== DIRECTIONS ==
Reproduce everything from the line containing "lawn for grasp trajectory computation." down to the line containing "[222,107,248,119]", substituting "basketball court" for "tennis court" and leaving all else unchanged.
____
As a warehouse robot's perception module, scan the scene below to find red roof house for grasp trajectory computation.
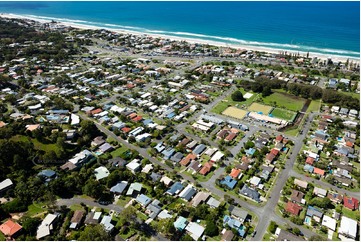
[343,196,359,210]
[270,149,280,156]
[0,219,22,237]
[306,157,315,165]
[285,201,302,216]
[313,167,325,176]
[199,162,213,176]
[229,168,241,178]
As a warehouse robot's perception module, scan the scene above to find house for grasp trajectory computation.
[158,209,173,219]
[160,176,173,187]
[294,179,308,189]
[173,216,188,231]
[313,187,327,198]
[246,148,256,157]
[110,181,128,195]
[306,156,315,165]
[0,219,22,240]
[285,201,302,216]
[220,175,237,189]
[125,182,143,197]
[343,196,359,210]
[188,161,201,173]
[170,152,184,163]
[136,194,152,207]
[239,185,261,202]
[69,210,85,229]
[99,143,114,153]
[166,182,184,196]
[100,215,114,233]
[126,159,142,174]
[0,178,14,195]
[249,176,261,187]
[191,192,210,207]
[108,157,128,167]
[328,78,338,89]
[38,170,56,182]
[185,222,204,241]
[199,162,213,176]
[84,212,102,224]
[313,167,325,176]
[193,144,206,156]
[36,213,59,240]
[207,197,221,208]
[228,205,248,223]
[327,192,343,203]
[291,190,305,203]
[149,172,162,182]
[179,184,197,201]
[223,215,246,237]
[221,230,234,241]
[306,206,323,222]
[275,228,304,241]
[322,215,336,231]
[229,168,242,179]
[338,216,357,240]
[142,164,153,174]
[180,153,197,166]
[145,199,162,219]
[94,166,109,181]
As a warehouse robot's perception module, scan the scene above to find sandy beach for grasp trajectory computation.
[0,13,360,63]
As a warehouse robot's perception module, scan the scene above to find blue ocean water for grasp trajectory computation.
[0,2,360,58]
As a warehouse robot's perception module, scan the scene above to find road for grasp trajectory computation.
[56,197,169,241]
[253,113,318,241]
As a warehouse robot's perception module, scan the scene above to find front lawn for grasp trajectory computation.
[26,203,46,217]
[110,145,128,158]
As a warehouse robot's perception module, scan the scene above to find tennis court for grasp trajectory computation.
[248,103,273,115]
[222,107,248,119]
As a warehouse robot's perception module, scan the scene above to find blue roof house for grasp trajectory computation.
[303,164,314,173]
[136,194,152,207]
[174,216,188,231]
[246,148,256,156]
[167,182,184,196]
[220,175,237,189]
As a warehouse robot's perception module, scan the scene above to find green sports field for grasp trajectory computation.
[262,92,306,111]
[271,108,297,121]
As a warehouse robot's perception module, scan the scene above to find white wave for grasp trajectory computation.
[9,14,360,56]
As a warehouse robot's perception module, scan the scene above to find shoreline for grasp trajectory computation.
[0,13,360,63]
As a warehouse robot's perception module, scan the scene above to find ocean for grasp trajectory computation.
[0,1,360,58]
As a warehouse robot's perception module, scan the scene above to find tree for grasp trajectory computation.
[21,216,41,236]
[204,220,219,237]
[262,86,272,97]
[78,224,111,241]
[157,218,176,236]
[231,90,245,102]
[268,221,278,234]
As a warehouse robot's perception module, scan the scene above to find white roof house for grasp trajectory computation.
[36,213,58,239]
[249,176,261,186]
[185,222,204,241]
[70,113,80,125]
[126,159,141,174]
[94,166,109,181]
[338,216,357,239]
[100,216,114,232]
[322,215,336,231]
[0,178,13,192]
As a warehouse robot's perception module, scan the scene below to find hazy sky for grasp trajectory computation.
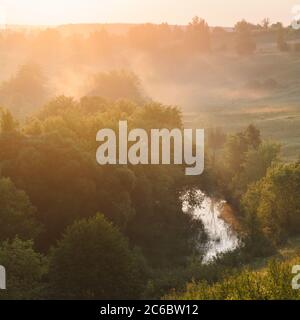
[0,0,300,26]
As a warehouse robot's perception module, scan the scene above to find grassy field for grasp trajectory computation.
[179,52,300,160]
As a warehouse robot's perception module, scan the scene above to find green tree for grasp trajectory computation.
[0,110,19,134]
[0,178,41,240]
[235,20,256,55]
[50,214,147,299]
[0,238,48,300]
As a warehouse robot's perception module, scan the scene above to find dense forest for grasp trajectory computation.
[0,18,300,299]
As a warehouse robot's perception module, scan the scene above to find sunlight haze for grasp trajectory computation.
[0,0,298,26]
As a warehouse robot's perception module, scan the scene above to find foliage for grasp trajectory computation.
[49,215,148,299]
[166,261,300,300]
[0,238,48,300]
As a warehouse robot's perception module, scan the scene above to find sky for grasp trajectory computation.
[0,0,300,27]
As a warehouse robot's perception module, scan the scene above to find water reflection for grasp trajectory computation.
[183,191,239,263]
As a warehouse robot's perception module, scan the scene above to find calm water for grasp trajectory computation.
[183,191,239,263]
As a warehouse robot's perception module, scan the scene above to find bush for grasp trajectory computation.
[49,214,145,299]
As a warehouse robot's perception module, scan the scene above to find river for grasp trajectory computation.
[183,191,239,263]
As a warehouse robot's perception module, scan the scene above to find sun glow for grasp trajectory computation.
[0,0,295,26]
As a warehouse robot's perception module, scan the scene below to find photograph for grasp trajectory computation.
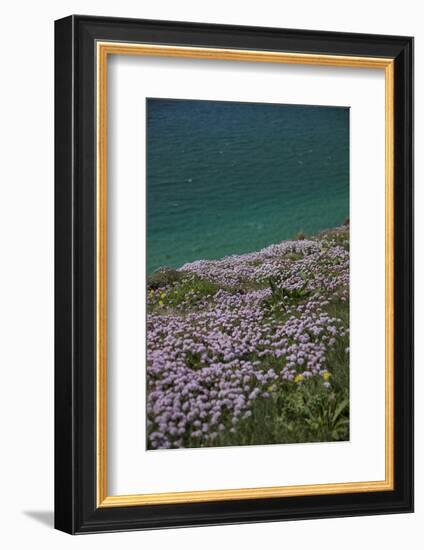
[146,97,350,450]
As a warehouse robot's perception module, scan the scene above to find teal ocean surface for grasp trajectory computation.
[147,98,349,273]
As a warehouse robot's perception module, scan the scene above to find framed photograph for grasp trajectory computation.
[55,16,413,534]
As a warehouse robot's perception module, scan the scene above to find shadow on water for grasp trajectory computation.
[23,510,54,529]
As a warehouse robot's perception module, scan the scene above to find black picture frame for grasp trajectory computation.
[55,15,413,534]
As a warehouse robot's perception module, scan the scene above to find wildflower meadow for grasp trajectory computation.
[147,223,349,449]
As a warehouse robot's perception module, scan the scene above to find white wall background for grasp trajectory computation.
[0,0,424,550]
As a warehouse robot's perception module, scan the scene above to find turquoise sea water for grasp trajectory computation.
[147,99,349,273]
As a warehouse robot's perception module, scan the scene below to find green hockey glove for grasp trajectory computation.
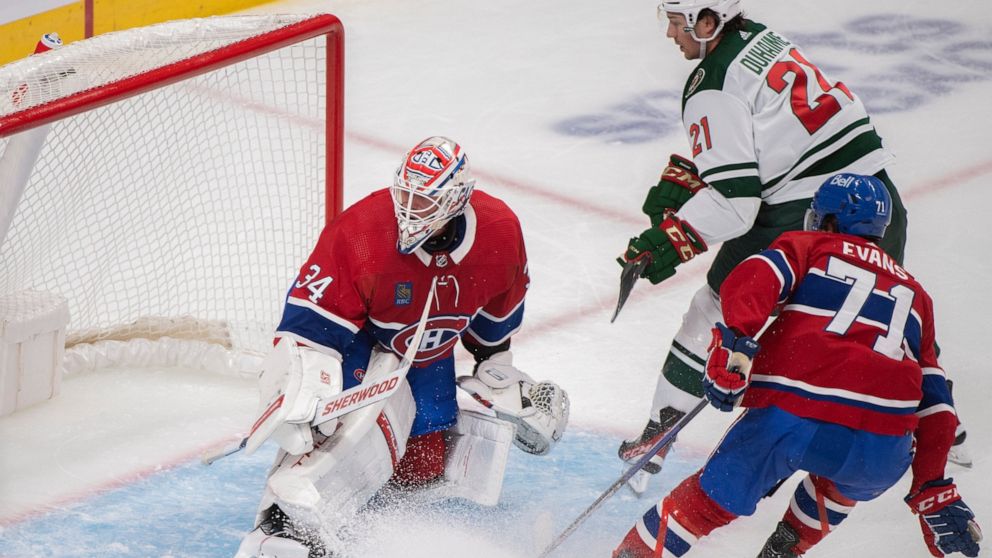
[641,153,706,227]
[617,212,706,285]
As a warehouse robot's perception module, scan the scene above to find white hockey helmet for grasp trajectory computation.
[390,136,475,254]
[658,0,743,58]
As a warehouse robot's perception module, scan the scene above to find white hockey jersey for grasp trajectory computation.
[679,21,892,242]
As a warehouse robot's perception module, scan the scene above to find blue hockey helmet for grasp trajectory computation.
[805,173,892,239]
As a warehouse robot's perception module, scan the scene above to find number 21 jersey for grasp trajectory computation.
[682,21,892,205]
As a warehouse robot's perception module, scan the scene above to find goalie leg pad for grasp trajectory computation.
[444,409,514,506]
[263,364,416,540]
[245,337,342,455]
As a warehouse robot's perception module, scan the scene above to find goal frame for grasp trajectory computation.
[0,14,344,222]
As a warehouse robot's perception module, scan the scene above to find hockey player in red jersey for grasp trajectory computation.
[618,0,970,492]
[238,137,568,558]
[613,174,981,558]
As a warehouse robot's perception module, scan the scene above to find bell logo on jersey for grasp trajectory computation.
[390,316,469,364]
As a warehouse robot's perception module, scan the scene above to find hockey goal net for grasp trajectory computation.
[0,14,343,374]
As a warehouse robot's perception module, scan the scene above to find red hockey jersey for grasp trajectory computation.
[277,189,529,367]
[720,232,936,435]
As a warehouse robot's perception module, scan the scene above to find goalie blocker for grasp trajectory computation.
[237,344,569,558]
[458,351,569,455]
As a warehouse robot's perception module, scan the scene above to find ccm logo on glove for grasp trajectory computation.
[916,486,958,513]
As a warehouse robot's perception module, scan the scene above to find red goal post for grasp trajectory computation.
[0,14,344,374]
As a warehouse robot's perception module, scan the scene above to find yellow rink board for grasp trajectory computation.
[0,0,272,64]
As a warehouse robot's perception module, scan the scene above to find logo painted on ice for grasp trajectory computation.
[390,316,469,364]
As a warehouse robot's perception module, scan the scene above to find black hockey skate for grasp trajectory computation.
[617,407,685,475]
[758,521,800,558]
[617,407,685,495]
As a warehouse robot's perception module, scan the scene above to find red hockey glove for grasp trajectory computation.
[617,212,706,285]
[906,479,982,558]
[703,322,760,411]
[641,153,706,227]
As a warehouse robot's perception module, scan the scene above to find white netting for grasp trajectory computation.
[0,16,340,364]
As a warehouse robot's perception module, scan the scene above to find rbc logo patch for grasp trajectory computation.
[393,281,413,306]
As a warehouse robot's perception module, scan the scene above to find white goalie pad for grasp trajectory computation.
[458,351,569,455]
[259,351,416,532]
[438,409,514,506]
[245,337,342,455]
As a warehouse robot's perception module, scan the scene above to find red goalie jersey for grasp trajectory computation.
[277,189,529,367]
[720,232,940,435]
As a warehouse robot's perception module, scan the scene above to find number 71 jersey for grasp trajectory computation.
[682,21,892,205]
[720,232,936,435]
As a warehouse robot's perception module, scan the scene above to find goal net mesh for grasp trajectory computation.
[0,16,337,364]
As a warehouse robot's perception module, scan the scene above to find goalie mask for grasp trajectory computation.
[390,136,475,254]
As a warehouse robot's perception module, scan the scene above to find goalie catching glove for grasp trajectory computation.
[458,351,569,455]
[641,153,706,227]
[617,211,706,285]
[245,337,342,455]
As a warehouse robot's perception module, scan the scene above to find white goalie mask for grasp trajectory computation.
[390,136,475,254]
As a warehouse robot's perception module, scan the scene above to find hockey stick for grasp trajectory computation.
[538,398,709,558]
[610,258,651,324]
[200,277,437,465]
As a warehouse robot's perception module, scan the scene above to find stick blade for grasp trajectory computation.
[610,254,651,324]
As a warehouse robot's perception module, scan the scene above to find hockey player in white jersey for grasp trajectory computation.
[618,0,972,492]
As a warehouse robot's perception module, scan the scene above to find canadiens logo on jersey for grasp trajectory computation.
[390,316,470,364]
[393,281,413,306]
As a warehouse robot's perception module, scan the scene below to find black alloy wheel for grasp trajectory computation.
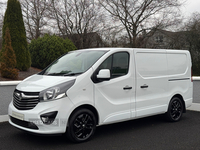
[67,109,96,143]
[166,97,183,122]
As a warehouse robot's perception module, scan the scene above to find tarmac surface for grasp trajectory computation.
[0,81,200,150]
[0,111,200,150]
[0,81,200,116]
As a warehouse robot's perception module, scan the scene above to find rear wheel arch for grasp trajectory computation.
[170,94,186,113]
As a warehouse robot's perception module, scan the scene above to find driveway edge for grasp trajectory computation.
[0,103,200,122]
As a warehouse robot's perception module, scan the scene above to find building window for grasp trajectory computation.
[156,35,163,43]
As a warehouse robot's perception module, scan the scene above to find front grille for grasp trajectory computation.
[10,116,38,130]
[13,90,39,110]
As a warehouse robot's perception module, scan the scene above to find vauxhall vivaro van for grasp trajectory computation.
[8,48,193,142]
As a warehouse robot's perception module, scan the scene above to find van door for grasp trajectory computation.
[91,51,135,124]
[135,50,169,117]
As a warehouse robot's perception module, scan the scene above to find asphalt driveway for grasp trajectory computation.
[0,111,200,150]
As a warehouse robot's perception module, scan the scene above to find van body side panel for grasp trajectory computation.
[67,68,94,108]
[167,50,193,108]
[94,49,135,125]
[135,50,169,118]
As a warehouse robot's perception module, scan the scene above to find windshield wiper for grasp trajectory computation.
[46,73,65,76]
[63,72,83,76]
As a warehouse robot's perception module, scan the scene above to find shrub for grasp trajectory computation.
[0,28,18,79]
[0,0,31,70]
[29,34,76,69]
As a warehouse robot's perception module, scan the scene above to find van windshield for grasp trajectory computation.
[42,50,107,76]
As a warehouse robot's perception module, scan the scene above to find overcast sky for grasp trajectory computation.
[0,0,200,18]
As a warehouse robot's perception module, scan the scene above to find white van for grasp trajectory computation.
[8,48,193,142]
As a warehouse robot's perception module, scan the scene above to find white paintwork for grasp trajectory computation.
[8,48,193,134]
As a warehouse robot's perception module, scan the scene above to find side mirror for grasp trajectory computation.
[97,69,110,81]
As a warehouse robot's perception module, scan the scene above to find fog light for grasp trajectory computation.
[40,111,58,125]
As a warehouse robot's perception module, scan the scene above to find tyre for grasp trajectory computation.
[67,109,97,143]
[166,97,183,122]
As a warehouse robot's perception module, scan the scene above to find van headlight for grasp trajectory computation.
[39,80,75,101]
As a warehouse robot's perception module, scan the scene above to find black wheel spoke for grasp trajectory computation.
[170,99,182,120]
[72,112,96,141]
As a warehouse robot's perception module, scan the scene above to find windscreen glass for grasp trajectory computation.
[43,51,107,76]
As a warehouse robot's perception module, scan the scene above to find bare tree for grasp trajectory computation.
[51,0,103,48]
[185,13,200,75]
[99,0,182,47]
[21,0,49,40]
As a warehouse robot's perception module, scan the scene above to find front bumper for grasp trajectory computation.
[8,97,73,134]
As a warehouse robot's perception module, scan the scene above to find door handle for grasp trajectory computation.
[140,84,149,89]
[123,86,132,90]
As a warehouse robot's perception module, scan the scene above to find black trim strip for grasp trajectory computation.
[168,78,190,81]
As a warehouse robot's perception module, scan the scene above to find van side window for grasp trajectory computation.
[99,52,129,79]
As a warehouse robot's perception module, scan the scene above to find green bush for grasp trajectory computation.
[0,0,31,70]
[0,28,18,79]
[29,34,76,69]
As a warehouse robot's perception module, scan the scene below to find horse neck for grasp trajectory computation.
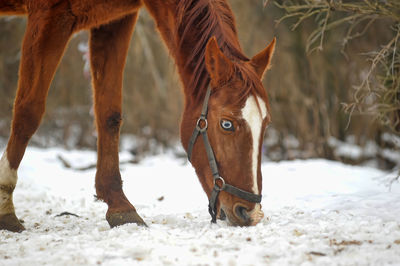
[144,0,247,107]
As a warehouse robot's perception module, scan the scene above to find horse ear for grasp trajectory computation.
[205,37,233,82]
[250,37,276,79]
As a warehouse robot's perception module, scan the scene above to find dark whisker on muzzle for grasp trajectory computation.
[235,205,251,224]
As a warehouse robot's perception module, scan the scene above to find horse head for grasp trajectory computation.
[181,38,275,226]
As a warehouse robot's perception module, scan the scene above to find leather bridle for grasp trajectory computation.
[187,86,262,223]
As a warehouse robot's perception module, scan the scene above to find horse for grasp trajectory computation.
[0,0,275,232]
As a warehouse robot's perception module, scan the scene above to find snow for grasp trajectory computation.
[0,148,400,265]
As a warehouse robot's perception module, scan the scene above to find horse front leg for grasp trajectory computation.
[90,12,145,227]
[0,6,74,232]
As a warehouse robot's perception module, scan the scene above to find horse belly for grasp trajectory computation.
[69,0,142,30]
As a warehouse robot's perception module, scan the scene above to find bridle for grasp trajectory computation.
[187,86,261,223]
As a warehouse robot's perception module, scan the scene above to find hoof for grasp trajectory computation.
[0,213,25,233]
[106,210,147,228]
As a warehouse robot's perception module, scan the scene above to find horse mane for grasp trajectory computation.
[176,0,265,103]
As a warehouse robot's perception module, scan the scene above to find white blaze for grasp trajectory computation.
[0,152,17,214]
[242,96,267,194]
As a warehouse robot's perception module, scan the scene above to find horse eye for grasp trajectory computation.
[220,119,235,131]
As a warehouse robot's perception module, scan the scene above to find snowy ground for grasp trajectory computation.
[0,148,400,265]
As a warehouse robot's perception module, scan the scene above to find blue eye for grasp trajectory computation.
[220,119,235,131]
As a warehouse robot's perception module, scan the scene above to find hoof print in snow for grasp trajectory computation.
[106,211,147,228]
[0,213,25,233]
[55,212,80,218]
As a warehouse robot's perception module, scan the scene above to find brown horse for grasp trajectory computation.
[0,0,275,231]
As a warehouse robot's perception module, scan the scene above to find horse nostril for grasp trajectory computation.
[235,205,251,224]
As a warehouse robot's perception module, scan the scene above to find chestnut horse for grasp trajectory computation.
[0,0,275,231]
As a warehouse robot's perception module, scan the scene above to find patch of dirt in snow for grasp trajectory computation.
[0,148,400,265]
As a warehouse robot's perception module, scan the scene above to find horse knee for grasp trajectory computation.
[106,112,122,135]
[12,102,44,141]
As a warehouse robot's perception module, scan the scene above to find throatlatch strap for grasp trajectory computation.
[208,186,221,224]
____
== ANSWER FOR THIS EXERCISE ==
As a warehouse robot's perception module, scan the scene above to find front lawn for grasp trajectory computation.
[26,203,46,217]
[110,145,128,158]
As a warehouse robot's perception module, scan the scene above to find basketball court for grasp trajectory computation.
[248,103,273,115]
[222,107,248,119]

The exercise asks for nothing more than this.